Can you output the lines of the entries, from the first line through the line containing "[[[0,291],[440,292],[440,213],[0,213]]]" (both included), as a JSON list of strings with one string per line and blank lines omitted?

(Items from a data source)
════════════════════

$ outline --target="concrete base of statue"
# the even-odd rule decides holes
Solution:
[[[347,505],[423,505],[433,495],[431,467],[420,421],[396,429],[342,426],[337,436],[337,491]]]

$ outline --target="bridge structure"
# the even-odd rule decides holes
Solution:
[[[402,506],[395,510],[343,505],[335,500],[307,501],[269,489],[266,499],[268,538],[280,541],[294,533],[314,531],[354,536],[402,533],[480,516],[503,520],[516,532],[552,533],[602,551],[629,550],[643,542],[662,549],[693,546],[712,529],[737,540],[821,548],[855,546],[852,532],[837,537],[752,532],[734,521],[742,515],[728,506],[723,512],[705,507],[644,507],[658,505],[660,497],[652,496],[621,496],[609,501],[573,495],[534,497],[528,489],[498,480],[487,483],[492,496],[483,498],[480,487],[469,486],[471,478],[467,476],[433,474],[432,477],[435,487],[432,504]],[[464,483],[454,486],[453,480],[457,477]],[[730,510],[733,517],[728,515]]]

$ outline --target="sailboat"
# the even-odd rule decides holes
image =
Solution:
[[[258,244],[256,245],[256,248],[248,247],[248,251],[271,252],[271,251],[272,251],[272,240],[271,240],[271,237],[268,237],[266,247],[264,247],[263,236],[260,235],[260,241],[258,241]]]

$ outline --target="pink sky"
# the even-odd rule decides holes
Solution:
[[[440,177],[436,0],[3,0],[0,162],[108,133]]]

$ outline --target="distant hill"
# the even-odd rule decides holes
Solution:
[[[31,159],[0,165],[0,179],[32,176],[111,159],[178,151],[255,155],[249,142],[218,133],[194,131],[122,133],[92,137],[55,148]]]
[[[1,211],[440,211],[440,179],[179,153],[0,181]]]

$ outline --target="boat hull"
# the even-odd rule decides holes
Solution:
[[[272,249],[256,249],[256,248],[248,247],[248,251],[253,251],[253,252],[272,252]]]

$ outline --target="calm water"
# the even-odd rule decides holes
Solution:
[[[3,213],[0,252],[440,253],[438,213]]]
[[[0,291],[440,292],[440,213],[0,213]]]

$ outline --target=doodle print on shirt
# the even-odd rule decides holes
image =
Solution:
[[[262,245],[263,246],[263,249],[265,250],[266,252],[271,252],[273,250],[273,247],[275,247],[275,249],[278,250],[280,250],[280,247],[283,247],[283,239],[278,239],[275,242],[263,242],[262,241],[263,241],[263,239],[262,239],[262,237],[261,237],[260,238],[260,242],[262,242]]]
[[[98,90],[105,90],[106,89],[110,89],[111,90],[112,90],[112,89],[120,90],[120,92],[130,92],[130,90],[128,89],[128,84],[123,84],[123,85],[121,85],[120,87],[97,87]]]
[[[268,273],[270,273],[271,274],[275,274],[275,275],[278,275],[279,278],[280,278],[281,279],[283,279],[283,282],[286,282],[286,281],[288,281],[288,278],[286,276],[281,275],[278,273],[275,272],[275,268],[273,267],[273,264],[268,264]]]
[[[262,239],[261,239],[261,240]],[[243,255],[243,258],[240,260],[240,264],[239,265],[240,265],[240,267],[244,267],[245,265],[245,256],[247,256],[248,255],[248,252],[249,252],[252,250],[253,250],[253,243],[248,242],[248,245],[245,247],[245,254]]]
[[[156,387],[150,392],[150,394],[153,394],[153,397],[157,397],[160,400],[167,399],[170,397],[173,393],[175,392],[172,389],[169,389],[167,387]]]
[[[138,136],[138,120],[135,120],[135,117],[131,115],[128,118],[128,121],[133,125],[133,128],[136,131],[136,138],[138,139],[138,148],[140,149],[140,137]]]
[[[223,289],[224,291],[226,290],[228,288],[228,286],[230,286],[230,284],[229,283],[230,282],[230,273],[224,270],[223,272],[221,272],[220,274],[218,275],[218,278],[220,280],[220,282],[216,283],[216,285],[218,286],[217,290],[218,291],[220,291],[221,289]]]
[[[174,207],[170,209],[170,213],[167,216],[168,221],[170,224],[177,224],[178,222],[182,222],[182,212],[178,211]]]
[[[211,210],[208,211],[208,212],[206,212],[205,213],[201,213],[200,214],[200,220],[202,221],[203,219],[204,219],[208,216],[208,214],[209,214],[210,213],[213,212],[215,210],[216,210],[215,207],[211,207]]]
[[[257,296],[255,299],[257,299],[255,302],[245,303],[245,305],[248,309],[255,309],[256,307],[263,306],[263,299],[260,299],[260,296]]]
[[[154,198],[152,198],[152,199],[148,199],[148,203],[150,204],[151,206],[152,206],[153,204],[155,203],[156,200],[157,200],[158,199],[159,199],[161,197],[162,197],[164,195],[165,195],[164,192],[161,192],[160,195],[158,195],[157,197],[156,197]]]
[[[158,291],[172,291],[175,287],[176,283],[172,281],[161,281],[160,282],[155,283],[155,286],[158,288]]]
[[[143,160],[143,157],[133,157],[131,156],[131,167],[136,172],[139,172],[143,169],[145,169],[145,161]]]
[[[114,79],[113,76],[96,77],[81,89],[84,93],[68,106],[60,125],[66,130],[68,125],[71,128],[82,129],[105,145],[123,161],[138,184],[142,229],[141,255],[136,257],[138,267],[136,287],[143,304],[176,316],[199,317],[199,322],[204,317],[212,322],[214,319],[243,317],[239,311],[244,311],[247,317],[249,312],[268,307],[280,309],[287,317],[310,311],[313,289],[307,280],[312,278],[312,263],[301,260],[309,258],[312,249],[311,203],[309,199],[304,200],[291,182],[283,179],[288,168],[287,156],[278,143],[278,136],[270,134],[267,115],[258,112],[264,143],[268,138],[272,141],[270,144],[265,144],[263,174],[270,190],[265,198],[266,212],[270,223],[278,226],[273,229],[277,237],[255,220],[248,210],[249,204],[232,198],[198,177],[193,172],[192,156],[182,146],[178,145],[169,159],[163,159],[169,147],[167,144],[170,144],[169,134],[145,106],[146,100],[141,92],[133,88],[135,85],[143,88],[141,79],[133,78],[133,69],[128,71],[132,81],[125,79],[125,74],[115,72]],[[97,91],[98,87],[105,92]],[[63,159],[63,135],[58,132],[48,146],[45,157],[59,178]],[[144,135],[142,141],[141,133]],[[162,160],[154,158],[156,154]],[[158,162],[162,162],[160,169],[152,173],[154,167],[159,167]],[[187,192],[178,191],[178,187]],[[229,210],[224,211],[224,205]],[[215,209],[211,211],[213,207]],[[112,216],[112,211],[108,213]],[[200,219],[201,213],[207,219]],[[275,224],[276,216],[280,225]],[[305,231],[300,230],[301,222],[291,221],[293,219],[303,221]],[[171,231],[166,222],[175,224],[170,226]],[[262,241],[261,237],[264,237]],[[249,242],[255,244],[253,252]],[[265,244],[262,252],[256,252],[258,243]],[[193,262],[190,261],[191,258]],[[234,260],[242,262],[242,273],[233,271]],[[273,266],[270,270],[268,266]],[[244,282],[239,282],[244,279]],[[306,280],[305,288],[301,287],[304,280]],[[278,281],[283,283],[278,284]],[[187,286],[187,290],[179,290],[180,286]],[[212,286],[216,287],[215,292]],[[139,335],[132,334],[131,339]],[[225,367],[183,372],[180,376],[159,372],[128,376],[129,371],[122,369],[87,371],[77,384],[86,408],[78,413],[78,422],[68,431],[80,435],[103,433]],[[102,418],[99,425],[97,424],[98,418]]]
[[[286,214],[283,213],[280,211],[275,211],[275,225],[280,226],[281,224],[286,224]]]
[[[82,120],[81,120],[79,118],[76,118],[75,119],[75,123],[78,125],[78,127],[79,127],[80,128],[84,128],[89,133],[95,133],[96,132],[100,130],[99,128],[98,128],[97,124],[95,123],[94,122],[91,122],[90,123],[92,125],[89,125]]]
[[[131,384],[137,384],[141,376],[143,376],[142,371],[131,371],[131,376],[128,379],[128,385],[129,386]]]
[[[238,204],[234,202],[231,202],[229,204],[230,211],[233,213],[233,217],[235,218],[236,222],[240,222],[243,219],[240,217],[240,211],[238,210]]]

════════════════════

CORRECT RESPONSE.
[
  "$ outline --target=\"concrete base of statue\"",
  "# the even-odd rule decides holes",
  "Solution:",
  "[[[347,505],[423,505],[433,495],[431,467],[420,421],[396,429],[342,426],[337,436],[337,491]]]",
  "$ outline --target=\"bridge structure\"",
  "# the even-odd rule decides holes",
  "Solution:",
  "[[[402,506],[395,510],[343,505],[335,500],[307,501],[269,489],[266,499],[268,538],[280,541],[294,533],[314,531],[354,536],[402,533],[480,516],[503,520],[516,532],[552,533],[602,551],[629,550],[643,542],[662,549],[693,546],[712,529],[737,540],[821,548],[855,546],[852,532],[837,537],[752,532],[734,521],[742,515],[728,506],[723,512],[705,507],[644,507],[658,505],[660,497],[652,496],[621,496],[609,501],[573,495],[534,497],[528,489],[498,480],[487,483],[492,496],[483,498],[480,487],[469,486],[471,478],[467,476],[433,474],[432,477],[435,487],[432,504]],[[464,483],[454,486],[453,480],[457,477]],[[730,510],[733,517],[728,515]]]",
  "$ outline --target=\"sailboat\"",
  "# the even-odd rule decides holes",
  "image =",
  "Solution:",
  "[[[258,244],[256,245],[256,248],[248,247],[248,251],[271,252],[271,251],[272,251],[272,240],[271,240],[271,237],[268,237],[266,247],[264,247],[263,236],[260,235],[260,241],[258,241]]]",
  "$ outline --target=\"pink sky\"",
  "# the even-odd rule decides holes",
  "Solution:",
  "[[[440,177],[436,0],[3,0],[0,162],[108,133]]]",
  "$ outline --target=\"distant hill\"",
  "# the even-odd rule decides holes",
  "Solution:",
  "[[[31,159],[0,165],[0,179],[32,176],[111,159],[178,151],[255,155],[249,142],[218,133],[194,131],[122,133],[92,137],[55,148]]]",
  "[[[1,211],[440,211],[440,179],[179,153],[0,181]]]",
  "$ outline --target=\"boat hull\"",
  "# the even-odd rule decides holes",
  "Solution:",
  "[[[272,249],[256,249],[256,248],[248,247],[248,251],[253,251],[253,252],[272,252]]]",
  "$ outline --target=\"calm water\"",
  "# the even-odd rule decides holes",
  "Solution:",
  "[[[3,213],[0,252],[440,253],[438,213]]]",
  "[[[0,291],[440,292],[440,213],[0,213]]]"
]